#### Excerpt provided ####

I am a living, breathing testament that beauty is coming. I have ached, and I still do, but most days I am living in that open spacious life, and embracing it with wonder. These two blessing here on earth with me, and knowing that some day I will dance with Koen in my arms while Jesus watches over us and smiles. How can I not live in wonder?! We need to teach our kids that life is hard, but with God alongside them they can solidly stand on two feet and take the blows that are sure to come. And that beauty will come, and when they see it they experience that beauty to embrace it.
So grateful that I found my beauty again recently. It has helped restore my joy. Most days I feel lighter - like I can spin around in a circle, hands up in the air joyously, in that open space God has made for me. He’ll bring you beauty and make an open space for you too, you just need to cry out and let him come in. He's always there, and so am I.
Early Wednesday I woke at 2 am, plagued with a rare bout of insomnia. I have always been grateful that sleep has allowed me an easy respet the last 5 years, and having one night awake gives me so much empathy for those who battle with this on a regular basis. My mind was playing hopscotch, not staying on one thought for long, and then somehow making a connection and jumping to yet another box. It starts with to do lists, and the normal run of the mill items, and its fine. Suddenly, I land in a box I haven't visited in a while. A box that is hard. And real. And I am watching nurses search for Koen's heartbeat, and them telling me they had it. Another nurse coming in moving the monitor all over, making it seem as if its the monitors issue, and not my baby's problem. My doctor being called in from a Memorial Day picnic to deliver the news to us of Koen’s death. I hop again, trying to remember how my mom even got to my house from Chicago that day. Why do I need to remember that? Why do I feel the need to? Why are some things etched in my memory so vividly, and others so foggy? I want to remember everything, every detail, every moment. Its all I have.
I used to hopscotch through these memories while reading a book, (maybe that is why I haven't been able to complete a book in years .. too much mind space), or even mid-conversation with someone, typically at the most unexpected moments. Its been almost five years, and I don't go to that guttural painful place, a place I used to forced myself to replay almost daily - fearful then that if I stopped replaying the memories that his little hand would slip out of mine even further. I think of Koen every day. Every. Single. Day. But in different ways. He makes up part of me, my heart, my life, my outlook, my empathy, my faith. I am grateful to have moved, most days, from the ache in my heart, pit in my stomach place, to a place where peace and gratitude, for all three of my boys, resides. All three that I love beyond any earthly capacity.

#### Entries provided ####

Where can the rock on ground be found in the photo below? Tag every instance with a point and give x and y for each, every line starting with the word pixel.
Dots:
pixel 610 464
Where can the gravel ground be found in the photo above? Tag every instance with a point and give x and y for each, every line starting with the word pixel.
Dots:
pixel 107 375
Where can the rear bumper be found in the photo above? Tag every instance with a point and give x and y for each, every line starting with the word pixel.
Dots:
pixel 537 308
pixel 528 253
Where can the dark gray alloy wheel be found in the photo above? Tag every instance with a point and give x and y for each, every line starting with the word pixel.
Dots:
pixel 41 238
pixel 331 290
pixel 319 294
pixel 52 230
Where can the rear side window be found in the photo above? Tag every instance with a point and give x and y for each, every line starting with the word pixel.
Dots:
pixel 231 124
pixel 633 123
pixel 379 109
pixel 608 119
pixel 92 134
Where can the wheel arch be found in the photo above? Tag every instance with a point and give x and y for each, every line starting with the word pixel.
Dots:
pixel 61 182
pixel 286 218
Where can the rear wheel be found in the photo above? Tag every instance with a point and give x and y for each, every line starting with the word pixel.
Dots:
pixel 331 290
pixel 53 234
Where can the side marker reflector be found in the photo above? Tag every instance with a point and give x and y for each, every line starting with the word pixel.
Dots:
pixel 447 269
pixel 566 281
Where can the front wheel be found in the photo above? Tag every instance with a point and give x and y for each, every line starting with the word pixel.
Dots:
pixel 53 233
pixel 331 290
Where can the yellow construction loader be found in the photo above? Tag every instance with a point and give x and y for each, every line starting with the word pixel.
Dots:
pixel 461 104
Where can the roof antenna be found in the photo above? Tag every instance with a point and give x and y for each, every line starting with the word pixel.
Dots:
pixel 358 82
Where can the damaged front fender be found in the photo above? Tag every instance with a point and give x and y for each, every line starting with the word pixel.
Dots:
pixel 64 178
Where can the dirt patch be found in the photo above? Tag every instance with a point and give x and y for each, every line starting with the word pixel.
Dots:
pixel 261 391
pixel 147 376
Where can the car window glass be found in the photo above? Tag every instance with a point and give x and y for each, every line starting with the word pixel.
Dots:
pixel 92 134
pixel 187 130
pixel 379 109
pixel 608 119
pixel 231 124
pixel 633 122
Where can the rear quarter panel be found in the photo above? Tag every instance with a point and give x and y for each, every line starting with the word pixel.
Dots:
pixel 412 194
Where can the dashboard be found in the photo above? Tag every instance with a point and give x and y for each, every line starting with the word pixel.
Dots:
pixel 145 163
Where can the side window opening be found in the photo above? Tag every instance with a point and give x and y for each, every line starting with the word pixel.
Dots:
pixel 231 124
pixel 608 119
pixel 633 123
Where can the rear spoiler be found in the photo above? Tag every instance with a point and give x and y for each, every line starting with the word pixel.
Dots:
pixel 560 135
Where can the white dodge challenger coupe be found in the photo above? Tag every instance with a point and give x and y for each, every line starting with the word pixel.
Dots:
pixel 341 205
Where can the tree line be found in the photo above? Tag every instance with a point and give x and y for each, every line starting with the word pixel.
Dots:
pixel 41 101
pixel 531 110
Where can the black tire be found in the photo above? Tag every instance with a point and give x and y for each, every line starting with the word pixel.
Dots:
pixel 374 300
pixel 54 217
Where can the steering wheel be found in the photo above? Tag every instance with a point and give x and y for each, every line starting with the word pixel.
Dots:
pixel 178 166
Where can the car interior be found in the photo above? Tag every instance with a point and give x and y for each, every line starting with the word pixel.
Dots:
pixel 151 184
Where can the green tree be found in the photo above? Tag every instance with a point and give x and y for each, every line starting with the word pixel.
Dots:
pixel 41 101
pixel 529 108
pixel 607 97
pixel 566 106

####

_Exercise instructions_
**1)** In the reflection on losing Koen, rewrite the section from "I used to hopscotch" up to and including "any earthly capacity.", putting "wander" in place of "hopscotch".
**2)** Carry the reflection on losing Koen further, beginning right after its last sentence.

_Answers by item number_
**1)**
I used to wander through these memories while reading a book, (maybe that is why I haven't been able to complete a book in years .. too much mind space), or even mid-conversation with someone, typically at the most unexpected moments. Its been almost five years, and I don't go to that guttural painful place, a place I used to forced myself to replay almost daily - fearful then that if I stopped replaying the memories that his little hand would slip out of mine even further. I think of Koen every day. Every. Single. Day. But in different ways. He makes up part of me, my heart, my life, my outlook, my empathy, my faith. I am grateful to have moved, most days, from the ache in my heart, pit in my stomach place, to a place where peace and gratitude, for all three of my boys, resides. All three that I love beyond any earthly capacity.

**2)**
Before I went to sleep Tuesday night, I learned of Barbara Bush's passing. I never knew that they had lost a 3-year-old daughter to leukemia. Tobin is three. Losing Koen was earth shattering, but if something was to take Tobin from me now ... after knowing the ache and pain that can exist, but only tasting it ... I cannot fathom how breathing would even be possible. Barbara brushed her daughters hair as she took her last breaths. The oldest child, George W, took on the role of lifting his mothers spirits while she was in the midst of her devastation. So Wednesday, in the early morning I read more of her life, while trying to escape my hopscotch, but it only made me jump in more boxes. Thinking of how excited Barbara must have been to see her daughter again. Thinking about the impact Koen’s death had in me, and then on Hackett, what role did he have to take on for me? How will that shape him as an adult? He loves me hard, and always makes sure I am okay ... even asking me today ... is this why? He knows I am not invincible, he's seen me on my knees, in and out of hospitals, hooked up to IVs, and tears in my eyes when it doesn't make sense.
I no longer reside in a dark and sad place, but those squares never go away. I will always jump to those memories, and relive the pain. Relive the beauty. And say goodbye to Koen, again, in the middle of the night. But on most days, most hours, most minutes ... it is well.
Find your tribe. A mantra that I see popping up on cute jewelry and wall hangings. But our society has changed and evolved so much, that it leaves us all alone. We often don’t live near family or in the community we grew up in. We don’t build on family land or have grandparents that live in our homes. The large majority of women are not at home during the work day, no time to sit around and play Bridge, drink coffee, and gossip with neighborhood ladies - like my tells me her mom did. My grandparents were Detroit transplants from Iowa, and their community and family was the neighborhood. Kids roamed free and hopped from house to house, playing in the middle part of the block ... no fences. Now we fear letting them outside and sometimes don’t even know our neighbors names.
I think most of us, maybe at all levels, but I feel like I can speak for my peer group - mom’s with kids in our homes, are on an island much of the time. On an island where we hear of threats constantly that make us worry, and fear for our babies - of all ages - safety. We are momma bears on an island, standing on our hind legs and big bear claws wrapped around our kids. Its difficult to breathe easy, and without a tribe of other momma bears around you. Mommas Bears of all ages that help watch over all the cubs, calm your fears, and reassure our crazed momma bear mental states when we hear our baby bears are being treated unfairly, when we hear of another school shooting, when we feel that we aren’t enough and are failing, or when tragedy strikes and we can’t stand alone.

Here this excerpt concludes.